● WHAT THE EXERCISE ASKS: Reproduce, please, the line that holds "Place one keypoint on each instance of the ornate street" and all later lines through the end of the entries below, exactly; omit pictures.

● EXTRACTED MATERIAL:
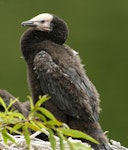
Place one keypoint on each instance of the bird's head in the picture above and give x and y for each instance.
(50, 25)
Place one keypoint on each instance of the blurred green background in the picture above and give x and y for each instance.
(98, 31)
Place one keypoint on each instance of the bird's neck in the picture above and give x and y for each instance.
(33, 37)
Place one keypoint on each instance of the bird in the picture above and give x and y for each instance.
(55, 69)
(22, 107)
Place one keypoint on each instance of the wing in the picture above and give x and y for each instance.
(70, 92)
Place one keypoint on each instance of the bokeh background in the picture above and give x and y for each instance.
(98, 31)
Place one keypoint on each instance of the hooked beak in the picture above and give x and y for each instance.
(29, 23)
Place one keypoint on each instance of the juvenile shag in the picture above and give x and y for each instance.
(21, 107)
(55, 69)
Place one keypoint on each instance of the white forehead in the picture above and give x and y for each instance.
(44, 16)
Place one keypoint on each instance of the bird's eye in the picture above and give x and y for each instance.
(42, 21)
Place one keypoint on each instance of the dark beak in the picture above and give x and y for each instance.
(29, 23)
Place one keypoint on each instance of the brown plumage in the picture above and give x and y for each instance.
(21, 107)
(55, 69)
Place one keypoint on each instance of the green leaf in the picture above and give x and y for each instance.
(6, 136)
(16, 128)
(77, 134)
(61, 140)
(80, 146)
(26, 135)
(41, 116)
(12, 101)
(52, 139)
(31, 103)
(48, 114)
(3, 104)
(41, 100)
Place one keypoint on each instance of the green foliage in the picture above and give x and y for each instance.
(39, 119)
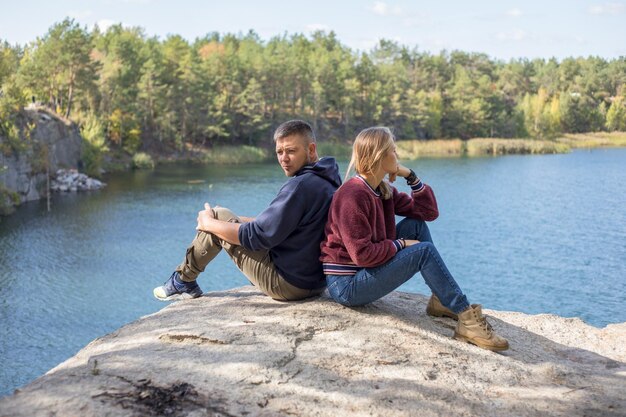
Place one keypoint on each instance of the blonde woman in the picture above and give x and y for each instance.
(365, 255)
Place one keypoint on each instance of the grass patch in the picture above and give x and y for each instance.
(235, 155)
(497, 146)
(142, 160)
(593, 139)
(414, 149)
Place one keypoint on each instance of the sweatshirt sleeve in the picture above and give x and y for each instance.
(275, 223)
(421, 204)
(354, 226)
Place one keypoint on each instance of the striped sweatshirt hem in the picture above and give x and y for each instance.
(331, 268)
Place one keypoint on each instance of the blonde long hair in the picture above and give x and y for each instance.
(370, 147)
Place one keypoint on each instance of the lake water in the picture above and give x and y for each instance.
(525, 233)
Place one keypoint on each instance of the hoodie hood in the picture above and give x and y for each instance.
(326, 168)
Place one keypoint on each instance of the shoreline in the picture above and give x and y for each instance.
(410, 149)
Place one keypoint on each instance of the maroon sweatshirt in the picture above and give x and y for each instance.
(361, 227)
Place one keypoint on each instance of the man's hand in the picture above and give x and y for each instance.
(204, 218)
(228, 231)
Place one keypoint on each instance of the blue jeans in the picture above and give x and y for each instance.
(370, 284)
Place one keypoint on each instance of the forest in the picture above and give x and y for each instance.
(130, 92)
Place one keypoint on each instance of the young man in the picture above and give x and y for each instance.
(279, 250)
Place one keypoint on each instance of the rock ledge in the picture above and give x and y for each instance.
(238, 353)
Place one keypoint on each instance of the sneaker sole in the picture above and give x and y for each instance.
(173, 297)
(480, 345)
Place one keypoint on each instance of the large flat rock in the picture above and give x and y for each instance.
(238, 352)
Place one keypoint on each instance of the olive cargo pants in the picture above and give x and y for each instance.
(255, 265)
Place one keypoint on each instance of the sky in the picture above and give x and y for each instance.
(502, 29)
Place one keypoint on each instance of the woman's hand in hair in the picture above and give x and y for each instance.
(401, 171)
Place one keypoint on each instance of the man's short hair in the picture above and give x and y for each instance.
(295, 127)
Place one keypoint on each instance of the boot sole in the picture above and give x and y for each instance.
(480, 345)
(173, 297)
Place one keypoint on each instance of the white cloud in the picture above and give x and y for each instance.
(514, 12)
(79, 14)
(607, 8)
(317, 26)
(383, 9)
(105, 24)
(515, 35)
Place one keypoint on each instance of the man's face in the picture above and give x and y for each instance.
(294, 152)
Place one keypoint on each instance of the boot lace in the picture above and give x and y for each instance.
(484, 324)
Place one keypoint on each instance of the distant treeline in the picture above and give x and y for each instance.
(131, 92)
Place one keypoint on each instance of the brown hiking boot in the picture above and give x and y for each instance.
(436, 309)
(474, 328)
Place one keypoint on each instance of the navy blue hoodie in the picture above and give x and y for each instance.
(292, 227)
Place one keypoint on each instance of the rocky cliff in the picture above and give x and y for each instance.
(50, 139)
(237, 353)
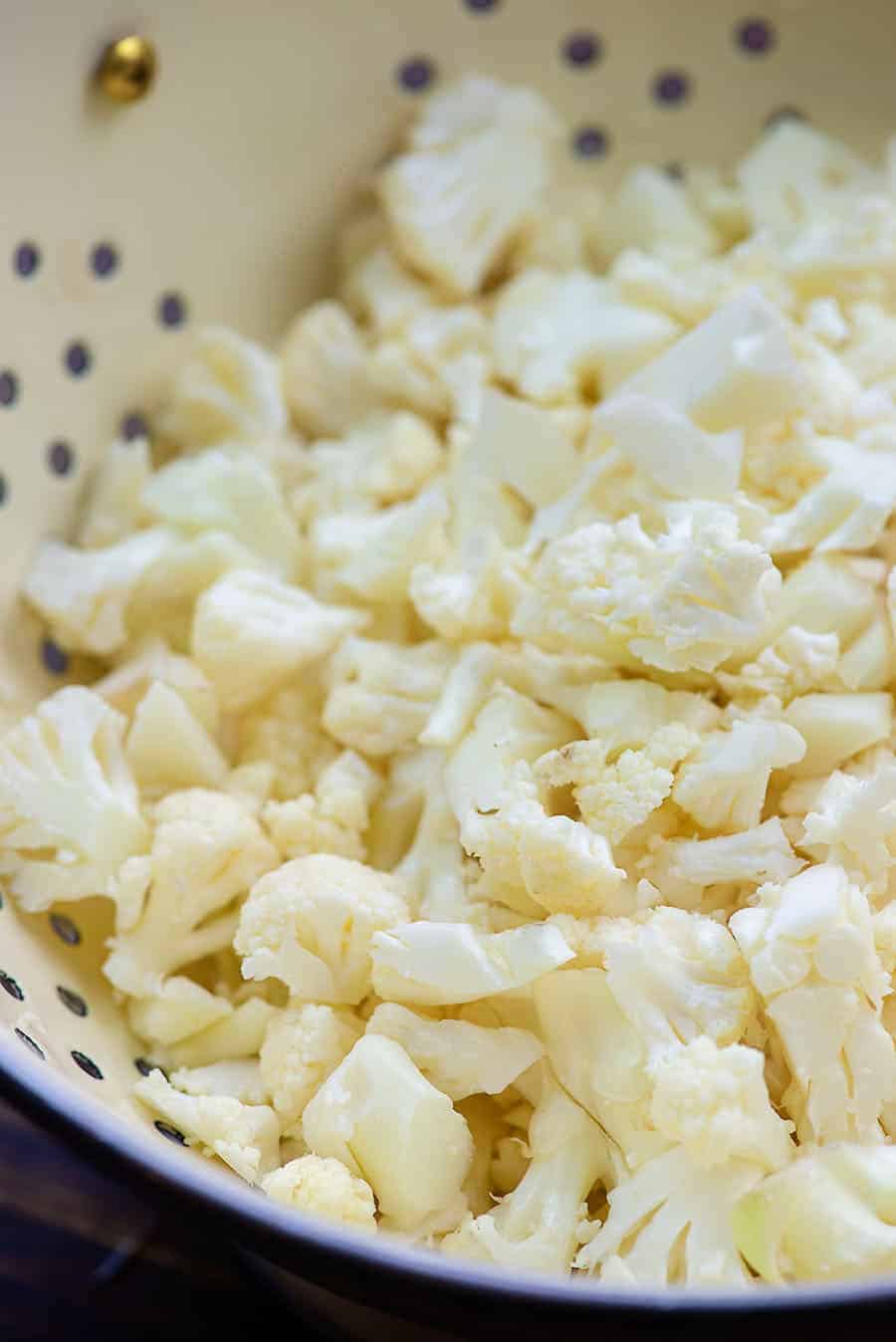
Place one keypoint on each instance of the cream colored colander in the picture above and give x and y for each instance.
(213, 199)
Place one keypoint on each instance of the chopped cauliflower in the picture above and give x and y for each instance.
(324, 1187)
(476, 164)
(246, 1137)
(313, 925)
(381, 1117)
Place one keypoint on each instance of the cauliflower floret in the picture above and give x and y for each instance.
(671, 1223)
(285, 732)
(324, 1187)
(714, 1102)
(246, 1137)
(84, 594)
(168, 748)
(312, 924)
(459, 1057)
(830, 1214)
(686, 600)
(559, 337)
(252, 632)
(327, 372)
(231, 492)
(476, 164)
(613, 798)
(536, 1226)
(381, 694)
(370, 558)
(441, 964)
(207, 848)
(302, 1047)
(69, 809)
(669, 450)
(335, 818)
(723, 785)
(381, 1117)
(114, 508)
(236, 1036)
(813, 961)
(228, 389)
(737, 369)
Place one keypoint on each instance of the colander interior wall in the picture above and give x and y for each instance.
(215, 200)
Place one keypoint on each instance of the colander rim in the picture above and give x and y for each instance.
(62, 1110)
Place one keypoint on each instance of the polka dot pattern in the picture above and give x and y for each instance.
(86, 1064)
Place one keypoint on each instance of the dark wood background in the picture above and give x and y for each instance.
(81, 1256)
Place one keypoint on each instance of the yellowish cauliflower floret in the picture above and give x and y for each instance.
(324, 1187)
(312, 924)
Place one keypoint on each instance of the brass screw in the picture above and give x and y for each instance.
(127, 69)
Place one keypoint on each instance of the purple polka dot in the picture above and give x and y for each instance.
(756, 37)
(104, 261)
(65, 929)
(77, 358)
(172, 311)
(8, 388)
(86, 1064)
(671, 86)
(582, 49)
(590, 142)
(133, 425)
(30, 1043)
(416, 74)
(26, 259)
(57, 662)
(61, 458)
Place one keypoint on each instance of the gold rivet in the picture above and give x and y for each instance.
(127, 69)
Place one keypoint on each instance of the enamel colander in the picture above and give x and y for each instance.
(134, 208)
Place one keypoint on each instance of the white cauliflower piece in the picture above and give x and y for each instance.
(381, 1117)
(560, 337)
(327, 372)
(671, 1223)
(252, 632)
(784, 1227)
(324, 1187)
(168, 748)
(302, 1047)
(459, 1057)
(112, 508)
(178, 1009)
(669, 448)
(837, 726)
(84, 594)
(714, 1101)
(69, 809)
(686, 600)
(441, 964)
(371, 558)
(231, 492)
(246, 1137)
(381, 694)
(813, 961)
(536, 1226)
(207, 848)
(228, 389)
(613, 798)
(312, 924)
(723, 785)
(476, 165)
(335, 817)
(735, 370)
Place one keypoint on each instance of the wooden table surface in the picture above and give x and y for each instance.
(81, 1256)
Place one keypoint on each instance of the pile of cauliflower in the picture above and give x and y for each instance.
(489, 745)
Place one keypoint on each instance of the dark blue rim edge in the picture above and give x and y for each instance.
(323, 1253)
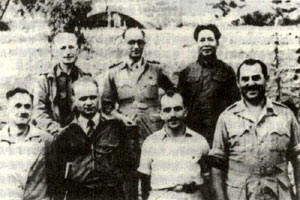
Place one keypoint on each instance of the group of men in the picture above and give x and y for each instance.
(214, 135)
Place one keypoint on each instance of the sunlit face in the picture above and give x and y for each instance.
(207, 43)
(252, 82)
(86, 99)
(173, 111)
(19, 109)
(65, 48)
(135, 42)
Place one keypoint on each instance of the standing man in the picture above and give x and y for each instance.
(254, 140)
(24, 151)
(172, 155)
(131, 94)
(90, 151)
(208, 84)
(53, 90)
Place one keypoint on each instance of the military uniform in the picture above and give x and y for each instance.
(257, 153)
(135, 90)
(208, 88)
(52, 102)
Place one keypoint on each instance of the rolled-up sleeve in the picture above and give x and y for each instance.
(220, 140)
(146, 158)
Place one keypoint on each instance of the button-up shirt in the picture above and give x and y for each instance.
(208, 89)
(22, 165)
(83, 122)
(249, 145)
(173, 160)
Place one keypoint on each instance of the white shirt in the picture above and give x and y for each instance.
(173, 160)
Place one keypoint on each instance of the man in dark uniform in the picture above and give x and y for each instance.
(131, 94)
(90, 151)
(208, 84)
(53, 90)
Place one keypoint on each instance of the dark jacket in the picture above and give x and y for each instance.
(207, 88)
(98, 161)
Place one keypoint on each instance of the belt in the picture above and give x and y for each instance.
(261, 170)
(186, 188)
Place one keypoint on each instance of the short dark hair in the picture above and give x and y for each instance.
(210, 27)
(171, 93)
(17, 90)
(124, 33)
(251, 62)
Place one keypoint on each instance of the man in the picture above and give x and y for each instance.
(23, 152)
(172, 155)
(254, 140)
(131, 94)
(91, 152)
(53, 90)
(208, 84)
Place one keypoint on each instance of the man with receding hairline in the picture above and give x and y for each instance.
(131, 94)
(24, 152)
(90, 151)
(255, 138)
(53, 89)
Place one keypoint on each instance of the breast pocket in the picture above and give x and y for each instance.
(125, 91)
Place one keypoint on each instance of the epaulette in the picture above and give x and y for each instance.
(115, 65)
(279, 104)
(153, 62)
(231, 107)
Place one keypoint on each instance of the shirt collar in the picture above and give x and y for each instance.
(188, 133)
(6, 136)
(140, 64)
(82, 121)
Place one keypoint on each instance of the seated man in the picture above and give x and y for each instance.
(23, 151)
(172, 155)
(90, 152)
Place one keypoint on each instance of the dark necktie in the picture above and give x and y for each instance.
(91, 127)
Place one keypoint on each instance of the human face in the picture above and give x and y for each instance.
(66, 48)
(252, 83)
(173, 111)
(86, 99)
(19, 109)
(207, 43)
(135, 42)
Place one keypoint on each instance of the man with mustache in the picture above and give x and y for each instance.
(171, 156)
(255, 138)
(24, 152)
(131, 94)
(90, 151)
(208, 84)
(53, 89)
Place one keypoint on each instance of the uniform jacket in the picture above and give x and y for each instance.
(207, 89)
(98, 161)
(36, 168)
(46, 114)
(257, 153)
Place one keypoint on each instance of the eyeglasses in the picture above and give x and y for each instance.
(138, 42)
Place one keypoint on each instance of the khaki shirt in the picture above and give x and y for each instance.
(248, 145)
(135, 91)
(22, 165)
(171, 161)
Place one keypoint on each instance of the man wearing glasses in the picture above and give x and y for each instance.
(131, 94)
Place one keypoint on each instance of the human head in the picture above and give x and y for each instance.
(19, 106)
(173, 111)
(65, 47)
(207, 38)
(86, 97)
(252, 76)
(135, 42)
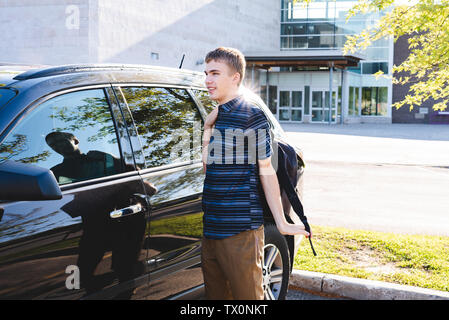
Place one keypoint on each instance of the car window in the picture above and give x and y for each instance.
(168, 123)
(6, 95)
(72, 134)
(203, 97)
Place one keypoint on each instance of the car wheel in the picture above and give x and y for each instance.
(276, 264)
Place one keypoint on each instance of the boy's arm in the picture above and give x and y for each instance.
(272, 192)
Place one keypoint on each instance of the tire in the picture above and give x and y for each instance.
(276, 264)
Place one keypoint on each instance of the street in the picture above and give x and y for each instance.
(384, 177)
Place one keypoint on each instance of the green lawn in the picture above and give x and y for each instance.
(415, 260)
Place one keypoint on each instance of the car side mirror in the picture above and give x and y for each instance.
(21, 181)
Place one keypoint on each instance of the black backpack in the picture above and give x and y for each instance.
(287, 169)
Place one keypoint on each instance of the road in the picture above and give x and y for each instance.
(392, 178)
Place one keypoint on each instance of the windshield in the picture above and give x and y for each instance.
(6, 95)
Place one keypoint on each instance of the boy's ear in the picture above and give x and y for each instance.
(236, 77)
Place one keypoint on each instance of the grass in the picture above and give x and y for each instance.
(415, 260)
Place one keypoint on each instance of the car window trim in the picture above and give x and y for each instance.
(164, 86)
(35, 104)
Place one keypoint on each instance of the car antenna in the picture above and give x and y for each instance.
(182, 60)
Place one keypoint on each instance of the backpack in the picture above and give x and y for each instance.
(287, 169)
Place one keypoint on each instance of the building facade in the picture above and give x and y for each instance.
(294, 52)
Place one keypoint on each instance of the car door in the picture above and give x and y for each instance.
(169, 125)
(90, 243)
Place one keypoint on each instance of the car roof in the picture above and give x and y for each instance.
(9, 70)
(114, 72)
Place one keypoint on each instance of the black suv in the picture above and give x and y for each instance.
(101, 182)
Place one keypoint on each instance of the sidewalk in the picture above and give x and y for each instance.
(322, 284)
(406, 144)
(387, 144)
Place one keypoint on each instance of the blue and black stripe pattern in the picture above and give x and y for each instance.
(231, 202)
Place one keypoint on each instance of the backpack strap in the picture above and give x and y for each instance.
(291, 192)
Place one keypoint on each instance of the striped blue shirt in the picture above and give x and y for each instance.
(231, 201)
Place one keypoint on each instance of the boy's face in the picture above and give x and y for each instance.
(221, 81)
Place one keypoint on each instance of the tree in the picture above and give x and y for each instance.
(426, 25)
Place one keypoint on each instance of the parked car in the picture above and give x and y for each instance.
(101, 183)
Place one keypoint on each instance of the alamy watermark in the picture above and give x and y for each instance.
(72, 20)
(73, 280)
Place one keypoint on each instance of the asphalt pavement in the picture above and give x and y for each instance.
(384, 177)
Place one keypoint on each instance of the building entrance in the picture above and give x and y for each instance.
(319, 100)
(290, 105)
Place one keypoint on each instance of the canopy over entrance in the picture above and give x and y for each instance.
(307, 60)
(300, 58)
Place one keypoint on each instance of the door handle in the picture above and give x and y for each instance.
(126, 211)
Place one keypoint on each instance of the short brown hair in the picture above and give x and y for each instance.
(232, 57)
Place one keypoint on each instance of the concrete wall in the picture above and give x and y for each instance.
(44, 31)
(155, 32)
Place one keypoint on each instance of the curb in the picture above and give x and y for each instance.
(360, 289)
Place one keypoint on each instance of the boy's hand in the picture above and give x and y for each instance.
(211, 118)
(208, 125)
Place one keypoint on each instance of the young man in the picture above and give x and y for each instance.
(232, 246)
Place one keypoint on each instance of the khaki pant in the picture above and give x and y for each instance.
(232, 267)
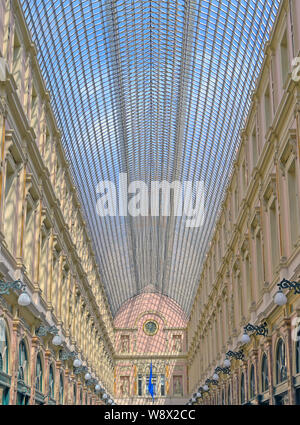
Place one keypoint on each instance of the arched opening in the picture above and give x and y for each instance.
(39, 374)
(4, 348)
(229, 395)
(242, 393)
(252, 382)
(61, 389)
(281, 371)
(264, 374)
(51, 382)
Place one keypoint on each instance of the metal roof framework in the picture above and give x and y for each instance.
(158, 90)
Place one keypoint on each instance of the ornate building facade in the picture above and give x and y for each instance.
(44, 242)
(256, 243)
(150, 328)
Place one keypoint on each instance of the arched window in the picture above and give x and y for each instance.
(229, 395)
(264, 374)
(298, 352)
(242, 389)
(4, 350)
(23, 363)
(252, 382)
(39, 374)
(61, 389)
(51, 381)
(281, 372)
(75, 393)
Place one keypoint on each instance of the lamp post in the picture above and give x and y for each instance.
(212, 381)
(80, 369)
(239, 355)
(259, 330)
(280, 298)
(66, 355)
(225, 370)
(5, 287)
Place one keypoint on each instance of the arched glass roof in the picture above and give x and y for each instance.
(158, 90)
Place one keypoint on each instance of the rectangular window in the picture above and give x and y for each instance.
(293, 200)
(274, 235)
(259, 260)
(284, 58)
(162, 385)
(268, 115)
(153, 382)
(140, 385)
(254, 148)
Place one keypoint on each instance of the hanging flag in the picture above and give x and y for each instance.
(150, 385)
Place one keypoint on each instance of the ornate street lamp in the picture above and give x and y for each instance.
(211, 381)
(225, 370)
(259, 330)
(80, 369)
(5, 287)
(280, 298)
(77, 364)
(239, 355)
(66, 355)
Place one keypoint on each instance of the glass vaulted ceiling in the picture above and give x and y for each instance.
(158, 90)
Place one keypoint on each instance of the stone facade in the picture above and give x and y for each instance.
(165, 347)
(256, 243)
(44, 242)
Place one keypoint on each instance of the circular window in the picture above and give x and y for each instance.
(150, 327)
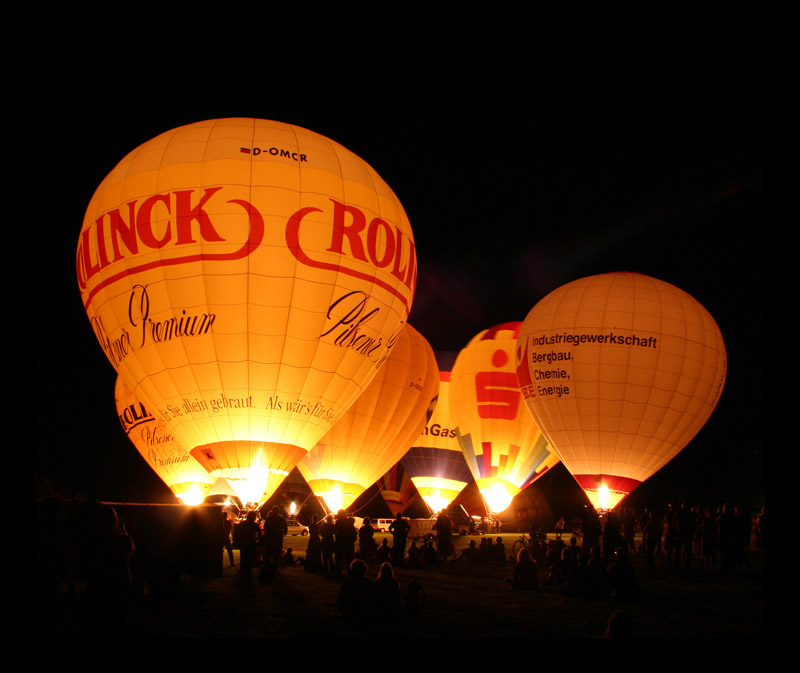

● ANSWER SECTION:
Place one keypoint on each instance of the ornate street lamp in the picture above and give x and y for each instance.
(211, 381)
(225, 370)
(259, 330)
(80, 369)
(5, 287)
(280, 298)
(77, 364)
(239, 355)
(66, 355)
Place one keypoint on each instance of the glass vaulted ceiling in the picture above and give x and y for each instance.
(158, 90)
Place one keypoint on each instance of the stone facade in the picture above and give x and y for each instance.
(165, 347)
(256, 243)
(44, 242)
Place one keypoint on each instance of the circular window in the picture above and give x and y for each instance.
(150, 327)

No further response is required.